_WHAT IS REQUIRED:_ Rewrite the entries below, replacing "single point" with "single marker" wherever it occurs and leaving everything else unchanged.

Records from a data collection
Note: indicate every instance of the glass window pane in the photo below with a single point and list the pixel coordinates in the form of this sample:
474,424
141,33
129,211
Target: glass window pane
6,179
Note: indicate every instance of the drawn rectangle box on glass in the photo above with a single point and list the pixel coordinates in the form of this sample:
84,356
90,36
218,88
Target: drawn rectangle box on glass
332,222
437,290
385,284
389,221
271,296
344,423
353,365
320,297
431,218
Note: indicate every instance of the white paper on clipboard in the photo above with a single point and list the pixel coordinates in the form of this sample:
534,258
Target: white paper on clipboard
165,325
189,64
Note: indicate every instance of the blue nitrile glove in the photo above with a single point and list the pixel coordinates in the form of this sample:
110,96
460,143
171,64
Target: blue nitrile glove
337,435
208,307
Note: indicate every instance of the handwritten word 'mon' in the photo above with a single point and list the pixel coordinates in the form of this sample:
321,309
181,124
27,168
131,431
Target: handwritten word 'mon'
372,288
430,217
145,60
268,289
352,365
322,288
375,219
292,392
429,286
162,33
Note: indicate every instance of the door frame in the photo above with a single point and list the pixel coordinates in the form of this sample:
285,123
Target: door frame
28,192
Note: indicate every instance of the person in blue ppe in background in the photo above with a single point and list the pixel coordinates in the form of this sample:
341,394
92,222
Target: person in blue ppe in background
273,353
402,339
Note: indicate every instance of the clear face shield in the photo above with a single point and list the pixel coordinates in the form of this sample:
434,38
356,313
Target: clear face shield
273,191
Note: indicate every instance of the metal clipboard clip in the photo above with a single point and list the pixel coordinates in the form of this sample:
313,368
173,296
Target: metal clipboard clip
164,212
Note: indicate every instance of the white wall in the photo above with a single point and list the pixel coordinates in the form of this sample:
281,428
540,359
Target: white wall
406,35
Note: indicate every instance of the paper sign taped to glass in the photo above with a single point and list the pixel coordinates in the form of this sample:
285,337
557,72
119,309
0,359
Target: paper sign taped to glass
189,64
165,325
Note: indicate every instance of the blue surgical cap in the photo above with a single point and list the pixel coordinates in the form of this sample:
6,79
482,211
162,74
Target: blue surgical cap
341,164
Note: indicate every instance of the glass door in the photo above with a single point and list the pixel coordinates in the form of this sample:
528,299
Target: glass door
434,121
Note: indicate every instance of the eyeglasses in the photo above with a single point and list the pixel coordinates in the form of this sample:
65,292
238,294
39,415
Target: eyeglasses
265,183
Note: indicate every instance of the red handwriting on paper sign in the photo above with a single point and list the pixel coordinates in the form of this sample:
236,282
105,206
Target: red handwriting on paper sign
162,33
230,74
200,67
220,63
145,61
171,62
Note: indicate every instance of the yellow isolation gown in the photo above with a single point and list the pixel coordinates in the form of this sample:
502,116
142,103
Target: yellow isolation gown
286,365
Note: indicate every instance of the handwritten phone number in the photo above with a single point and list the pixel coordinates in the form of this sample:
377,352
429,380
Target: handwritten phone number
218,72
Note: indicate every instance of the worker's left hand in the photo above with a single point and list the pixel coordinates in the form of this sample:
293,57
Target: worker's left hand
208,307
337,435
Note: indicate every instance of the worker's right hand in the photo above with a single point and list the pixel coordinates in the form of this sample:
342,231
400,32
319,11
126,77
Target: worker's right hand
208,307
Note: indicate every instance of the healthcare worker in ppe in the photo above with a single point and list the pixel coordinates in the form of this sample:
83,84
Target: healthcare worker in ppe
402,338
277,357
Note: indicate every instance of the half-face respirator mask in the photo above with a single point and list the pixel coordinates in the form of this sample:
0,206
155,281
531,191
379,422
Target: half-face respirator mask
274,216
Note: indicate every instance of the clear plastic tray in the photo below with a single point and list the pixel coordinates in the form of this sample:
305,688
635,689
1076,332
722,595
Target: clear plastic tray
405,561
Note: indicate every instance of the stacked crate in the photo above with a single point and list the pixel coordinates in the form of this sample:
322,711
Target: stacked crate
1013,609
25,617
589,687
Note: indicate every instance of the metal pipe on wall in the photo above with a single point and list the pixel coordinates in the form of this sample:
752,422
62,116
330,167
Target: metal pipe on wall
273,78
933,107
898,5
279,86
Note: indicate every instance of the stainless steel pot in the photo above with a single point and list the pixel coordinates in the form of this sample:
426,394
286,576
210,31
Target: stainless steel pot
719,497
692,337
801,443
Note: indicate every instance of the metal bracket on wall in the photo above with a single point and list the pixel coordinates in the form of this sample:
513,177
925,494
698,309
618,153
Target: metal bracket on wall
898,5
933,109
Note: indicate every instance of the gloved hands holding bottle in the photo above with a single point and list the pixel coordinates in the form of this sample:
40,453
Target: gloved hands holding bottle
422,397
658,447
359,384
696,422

_RESPONSE FOR THIS EXERCISE:_
Note: indicate every instance of the glass window pane in the photo below with a single marker and list the pixel coordinates in the form of this sample:
474,424
141,33
129,211
Target: glass window pane
6,179
Note: indicate every instance of the drawn rectangle box on glass in the photo above with a single marker and list the pixel coordinates in the form of this sample:
84,356
90,36
218,88
Target: drawn rectangle box on glass
332,222
437,290
385,284
389,221
271,296
344,423
353,365
320,297
431,218
Note: indicate every instance of the white paper on clipboard in the photo above with a single marker and list the pixel coordinates in the form of this sample:
534,258
Target: white paper on clipboard
165,325
189,64
Note: indicate every instance of the blue nitrile glove in the photo above with a single marker and list the pixel coordinates in the form of this sample:
110,96
460,143
171,64
Target: blue nitrile glove
337,435
208,307
Note: indicate every instance of the handwritten word 'mon' in the photo above with a single marker and list the pixel coordinates in the form of this sample:
321,309
181,124
27,168
131,431
Target: handwritten word 'mon'
372,288
430,217
145,60
268,289
352,365
322,288
375,219
292,392
429,286
162,33
Note: indicate every instance of the door frame in the photo above with a single marker and list the pixel coordinates in the form of this sample:
285,123
Target: door frame
28,192
Note: indicate every instance of the person in blue ppe in background in the photo above with a single marker and list the pixel coordinates in the form of this sample:
341,394
92,222
Target: person in blue ppe in background
273,353
402,339
Note: indicate every instance of the clear face shield in the photo above with a single marker and list the pixel coordinates in the form of this sample:
434,38
356,313
Target: clear face shield
273,191
Note: indicate every instance of the metal clipboard clip in the photo above with a single marker and list the pixel coordinates in the form of this sample:
313,368
173,296
Target: metal clipboard clip
164,212
Note: indicate every instance of the white wall in the photo above with a single marker and list the pixel coordinates in the form of this sample:
281,428
540,359
Target: white wall
406,35
Note: indicate every instance of the paper sign taped to glass in the photo above with a single marker and list the pixel coordinates in the form of this sample:
285,337
557,72
119,309
0,359
Target: paper sign taped to glass
189,64
165,325
Note: indicate every instance of the blue surgical cap in the photo above with a single marker and list the pixel coordinates in the form of this sample:
6,79
482,211
162,74
Target: blue surgical cap
341,164
Note: indicate every instance of the glass door in the photo above with a single marker and list the pixel coordinates in the form of this sample:
528,299
Target: glass door
434,121
Note: indicate every instance of the eyeglasses in the photo above with a single marker and list the pixel coordinates in the form of this sample:
65,292
238,294
39,415
Target: eyeglasses
265,183
Note: indicate every instance of the red handwriting on paper sign in the photo above with a single marker and list the pixel coordinates in the form of this sample:
236,282
105,206
Target: red handwriting on paper sign
162,33
230,74
200,67
220,63
145,61
171,62
Note: indicate every instance of the yellow isolation gown in the photo above with a single marker and list the pixel coordinates in the form of this sample:
502,116
142,103
Target: yellow isolation gown
286,365
Note: indicate every instance of the handwritten phone number in the photo above with a single marker and list the pixel coordinates in the form of this sample:
377,352
429,380
Target: handwritten phone number
218,72
Note: indicate every instance of the worker's left hand in the photo above with a single marker and list the pixel coordinates in the form of this sample:
293,57
Target: worker's left hand
208,307
337,435
Note: indicate every instance of the worker's right hand in the photo above with a single marker and list the pixel coordinates in the form of this sample:
342,231
400,32
319,11
126,77
Target: worker's right hand
208,307
Note: indicate every instance of the healthcare worker in ppe in the photo above with a single marker and list the pixel coordinates in the form of this sample:
83,84
Target: healthcare worker in ppe
402,338
277,357
Note: indicate every instance of the half-face respirator mask in the photo above with a single marker and list the pixel coordinates in the form of this sample:
0,206
155,281
531,191
379,422
Target: half-face respirator mask
274,216
Note: indicate every instance of the clear plastic tray in the photo below with a single marker and list the pixel coordinates in the form of this sample:
305,688
635,689
1076,332
722,595
Target: clear plastic tray
405,561
Note: indicate every instance of the stacked crate in the photo above with a single marker and list the pixel coordinates in the form of this sample:
322,711
Target: stacked crate
1013,609
25,617
589,687
Note: indicate every instance of the metal pipe on wall in the photo above with a single marker and list the pixel coordinates in the form of this sample:
752,422
62,116
330,167
Target: metal pipe on wall
273,78
933,107
898,5
279,86
Note: indicate every instance of the stainless steel pot in the photo above with a single marker and list the pixel coordinates in the form of this sample:
426,394
286,576
210,31
Target: stainless steel pot
719,497
692,337
801,443
Note: indicate every instance of the metal bracket on wall in the photo above with a single marker and list the pixel coordinates in the form of this sample:
513,177
925,494
698,309
618,153
Target: metal bracket on wall
898,5
933,109
Note: indicate every instance of the gloved hands holding bottle in the photo above with a single marker and list the pixel coordinates in the form of this sample:
40,453
Target: gloved hands holding bottle
422,397
658,447
359,384
696,422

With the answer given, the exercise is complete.